Dataset entries
-- Opening Marker --

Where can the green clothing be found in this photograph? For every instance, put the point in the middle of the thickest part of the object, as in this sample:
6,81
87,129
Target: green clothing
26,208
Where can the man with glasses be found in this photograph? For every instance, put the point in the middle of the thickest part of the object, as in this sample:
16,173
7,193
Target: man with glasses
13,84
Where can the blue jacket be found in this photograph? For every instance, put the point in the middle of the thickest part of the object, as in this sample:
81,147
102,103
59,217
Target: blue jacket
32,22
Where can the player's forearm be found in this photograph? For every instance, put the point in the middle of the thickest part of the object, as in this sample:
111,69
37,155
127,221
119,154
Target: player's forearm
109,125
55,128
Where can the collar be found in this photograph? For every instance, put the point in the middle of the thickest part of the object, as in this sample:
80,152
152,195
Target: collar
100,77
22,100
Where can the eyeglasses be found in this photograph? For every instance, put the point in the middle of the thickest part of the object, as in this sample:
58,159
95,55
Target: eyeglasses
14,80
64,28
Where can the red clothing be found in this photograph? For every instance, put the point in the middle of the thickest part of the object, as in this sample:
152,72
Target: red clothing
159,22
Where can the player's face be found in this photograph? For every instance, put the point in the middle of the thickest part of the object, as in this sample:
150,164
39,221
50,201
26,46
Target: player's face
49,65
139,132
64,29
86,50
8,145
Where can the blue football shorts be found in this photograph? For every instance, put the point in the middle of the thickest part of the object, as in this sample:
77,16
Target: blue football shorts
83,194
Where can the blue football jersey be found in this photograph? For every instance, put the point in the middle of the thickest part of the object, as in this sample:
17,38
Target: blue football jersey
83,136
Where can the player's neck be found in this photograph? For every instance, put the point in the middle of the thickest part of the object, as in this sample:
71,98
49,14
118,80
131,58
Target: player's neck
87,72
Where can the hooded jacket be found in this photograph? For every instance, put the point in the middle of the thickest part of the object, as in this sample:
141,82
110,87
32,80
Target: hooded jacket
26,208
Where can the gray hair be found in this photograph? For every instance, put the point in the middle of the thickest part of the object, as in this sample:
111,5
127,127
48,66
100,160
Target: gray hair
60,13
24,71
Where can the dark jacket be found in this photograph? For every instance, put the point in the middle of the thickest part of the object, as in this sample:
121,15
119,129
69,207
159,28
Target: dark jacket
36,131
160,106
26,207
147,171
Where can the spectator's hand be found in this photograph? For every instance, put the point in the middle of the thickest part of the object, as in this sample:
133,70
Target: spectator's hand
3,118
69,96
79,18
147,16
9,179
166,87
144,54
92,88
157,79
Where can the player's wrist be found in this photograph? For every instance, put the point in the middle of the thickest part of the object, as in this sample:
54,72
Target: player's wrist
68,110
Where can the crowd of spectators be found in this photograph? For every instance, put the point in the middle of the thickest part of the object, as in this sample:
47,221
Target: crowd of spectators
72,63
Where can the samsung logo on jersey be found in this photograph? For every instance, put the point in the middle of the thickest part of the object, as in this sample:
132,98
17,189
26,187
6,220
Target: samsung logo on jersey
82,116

-- Closing Marker --

In the answer, return exactly the lines from the line containing "Where can the dark" to the end of the records above, and no others.

Expected output:
Where can the dark jacket be found in this photograph? For every instance, put the point in the middle of the thickest part of the object, as in this sample:
121,15
119,129
69,207
159,28
Target: dark jacket
36,131
160,106
26,207
147,171
Where can the spectator's hand be found in this photograph? For every instance, put the point in the middle of the thickest part of the object, as in this sample:
133,70
Target: spectator's hand
3,118
69,96
79,18
147,16
9,179
166,87
144,54
92,88
157,79
Where can the player's wrist be found in this photograph? For every instance, put the point in the middle of the thickest part of the object, as in this sample:
54,72
Target: player's wrist
68,110
Where can the crowd of spectators be found in this photograph? For every instance, put the point in the middle of the thickest part of the object, as in this sample:
47,221
Target: crowd of spectators
72,63
Where can the samsung logo on jersey be found in this photograph? For every instance, put the point in the middle of the thickest part of the object, as in this sample:
132,98
17,189
26,187
6,220
Target: samsung logo on jersey
82,116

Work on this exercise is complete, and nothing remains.